§ Task details
However many lines the data holds, transcribe them all exactly.

# # #

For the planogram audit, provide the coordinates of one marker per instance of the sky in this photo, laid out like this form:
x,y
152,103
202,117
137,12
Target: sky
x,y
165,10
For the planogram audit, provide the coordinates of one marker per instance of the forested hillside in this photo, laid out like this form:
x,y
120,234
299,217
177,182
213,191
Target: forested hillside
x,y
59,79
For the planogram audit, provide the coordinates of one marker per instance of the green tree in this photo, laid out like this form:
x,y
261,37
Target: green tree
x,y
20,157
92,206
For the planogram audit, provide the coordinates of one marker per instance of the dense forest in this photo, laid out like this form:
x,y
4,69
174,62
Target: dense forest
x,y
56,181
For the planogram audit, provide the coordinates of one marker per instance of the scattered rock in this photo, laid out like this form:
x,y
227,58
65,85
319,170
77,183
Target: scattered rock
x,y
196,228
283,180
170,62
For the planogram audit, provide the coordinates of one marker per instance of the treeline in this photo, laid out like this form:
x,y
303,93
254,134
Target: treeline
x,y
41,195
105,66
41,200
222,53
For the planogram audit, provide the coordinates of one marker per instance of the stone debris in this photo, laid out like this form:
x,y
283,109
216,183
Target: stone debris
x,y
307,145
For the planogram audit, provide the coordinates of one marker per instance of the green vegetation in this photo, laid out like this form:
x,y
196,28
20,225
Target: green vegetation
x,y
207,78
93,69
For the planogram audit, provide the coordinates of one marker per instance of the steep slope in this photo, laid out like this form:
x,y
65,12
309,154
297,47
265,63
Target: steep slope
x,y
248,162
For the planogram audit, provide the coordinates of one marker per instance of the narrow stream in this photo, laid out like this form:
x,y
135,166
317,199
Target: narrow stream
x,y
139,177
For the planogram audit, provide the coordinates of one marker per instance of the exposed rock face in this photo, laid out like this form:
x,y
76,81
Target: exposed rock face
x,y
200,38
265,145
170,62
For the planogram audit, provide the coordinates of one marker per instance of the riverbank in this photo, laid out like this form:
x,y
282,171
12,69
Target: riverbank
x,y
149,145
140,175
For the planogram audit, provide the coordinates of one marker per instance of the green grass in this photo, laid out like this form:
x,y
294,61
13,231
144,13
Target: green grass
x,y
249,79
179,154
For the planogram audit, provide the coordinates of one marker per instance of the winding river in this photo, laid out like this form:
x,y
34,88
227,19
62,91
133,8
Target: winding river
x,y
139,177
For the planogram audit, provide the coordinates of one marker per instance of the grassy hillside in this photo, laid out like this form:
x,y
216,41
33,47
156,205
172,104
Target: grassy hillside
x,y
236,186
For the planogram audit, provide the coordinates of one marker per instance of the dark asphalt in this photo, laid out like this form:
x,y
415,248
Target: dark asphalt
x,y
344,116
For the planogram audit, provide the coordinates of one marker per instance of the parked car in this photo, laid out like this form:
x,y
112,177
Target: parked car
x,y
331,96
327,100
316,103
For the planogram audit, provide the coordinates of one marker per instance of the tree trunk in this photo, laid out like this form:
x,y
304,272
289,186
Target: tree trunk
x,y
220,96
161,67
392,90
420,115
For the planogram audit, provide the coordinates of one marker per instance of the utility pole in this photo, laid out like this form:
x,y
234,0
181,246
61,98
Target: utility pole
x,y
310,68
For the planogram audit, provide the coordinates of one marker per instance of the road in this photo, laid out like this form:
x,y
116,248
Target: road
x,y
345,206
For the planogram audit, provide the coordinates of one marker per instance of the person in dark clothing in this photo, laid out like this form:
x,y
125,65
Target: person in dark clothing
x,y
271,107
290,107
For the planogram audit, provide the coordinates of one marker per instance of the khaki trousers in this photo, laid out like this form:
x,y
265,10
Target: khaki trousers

# # #

§ Your response
For the planogram audit, provide the coordinates of one marker per instance of the sky in this photo, laid out like this form:
x,y
152,103
202,117
137,12
Target: sky
x,y
165,10
For the planogram audit, provide the coordinates of one marker per instance of the forested hillside in this photo, laid out like this form:
x,y
120,234
299,217
177,182
213,191
Target: forested hillside
x,y
59,79
For the planogram audit, provide the coordinates of one marker per instance of the green tree in this photo, laid out like this form:
x,y
261,37
Target: green tree
x,y
20,157
92,206
For the planogram audit, provide the coordinates of one marker per instance of the dense forest in this photo, laid out like this form:
x,y
4,69
174,62
Target: dense forest
x,y
56,181
For the planogram audit, provide the coordinates of one marker per instance of the scattered rock in this photo, laid out like this form:
x,y
227,58
65,85
319,170
77,183
Target: scattered rock
x,y
196,228
283,180
170,62
For the planogram audit, provide the coordinates of one marker per instance of the treeline in this photo, laid out like this form:
x,y
303,93
254,134
Target: treeline
x,y
41,195
105,66
41,200
222,53
For the planogram audit, provide the coordinates of one marker per instance of the stone debris in this photo, laid out like this form:
x,y
283,109
216,183
Target: stone debris
x,y
307,145
For the planogram audit, provide the coordinates of one marker per instance of the green vegetation in this photo, laid out like this form:
x,y
196,28
20,225
Target: green vegetation
x,y
207,78
93,69
For the planogram audit, provide the coordinates of one marker per instance of the steep slope in this photo, laid out like this form:
x,y
65,12
309,154
297,47
265,63
Target: steep slope
x,y
248,162
For the planogram audit, provide the coordinates of one marker per instance of the narrow stream in this photo, laid out like this form:
x,y
135,166
317,199
Target: narrow stream
x,y
139,177
For the planogram audit, provide the coordinates of one marker per instance of the exposed rock face in this photo, laid out like this form:
x,y
76,81
Target: exposed rock face
x,y
200,38
265,145
170,62
For the planogram audit, provide the coordinates of one marker per instance of the riverbank in this photo, laid out like this form:
x,y
282,171
12,69
Target: riverbank
x,y
149,145
140,175
For the planogram audit, provide the coordinates of one marker per instance of the green grass in this photo, laid out like this form:
x,y
294,61
13,231
144,13
Target: green grass
x,y
249,79
179,154
For the planogram audit, provide the coordinates of one marker per instance of the winding river in this photo, laid out like this form:
x,y
34,88
227,19
62,91
133,8
Target: winding river
x,y
139,177
For the planogram audit, provide the coordinates of one marker per instance of the grassy hillside in this photo, laid out like this form:
x,y
216,41
33,47
156,205
172,104
Target: grassy hillside
x,y
236,186
For the planogram audit, provide the coordinates of one marker per instance of the dark asphalt in this photo, laid out like this form:
x,y
415,248
Target: dark asphalt
x,y
344,116
For the planogram audit, provide the coordinates of one marker per instance of the parked car in this photo, laid out like this form:
x,y
112,177
Target: parked car
x,y
331,96
327,100
316,103
For the planogram audit, provide the coordinates of one marker per instance of the tree trunk in this photo, laid out like this form:
x,y
304,272
289,186
Target: tree trunk
x,y
220,96
161,67
392,90
420,115
For the planogram audit, provide the coordinates of one marker per instance of the utility pole in this photo, laid out like this form:
x,y
234,0
181,246
61,98
Target: utility pole
x,y
310,68
For the planogram audit, provide the coordinates of one marker per instance of the road in this photo, laid out like this form:
x,y
116,248
Target: road
x,y
345,206
For the planogram audit, provide the coordinates of one marker per instance of the person in dark clothing in this photo, laid out like this form:
x,y
125,65
Target: person in dark clothing
x,y
271,107
290,107
For the planogram audit, provide the coordinates of one marker per instance of the khaki trousers in this photo, laid out like this form:
x,y
265,10
Target: khaki trousers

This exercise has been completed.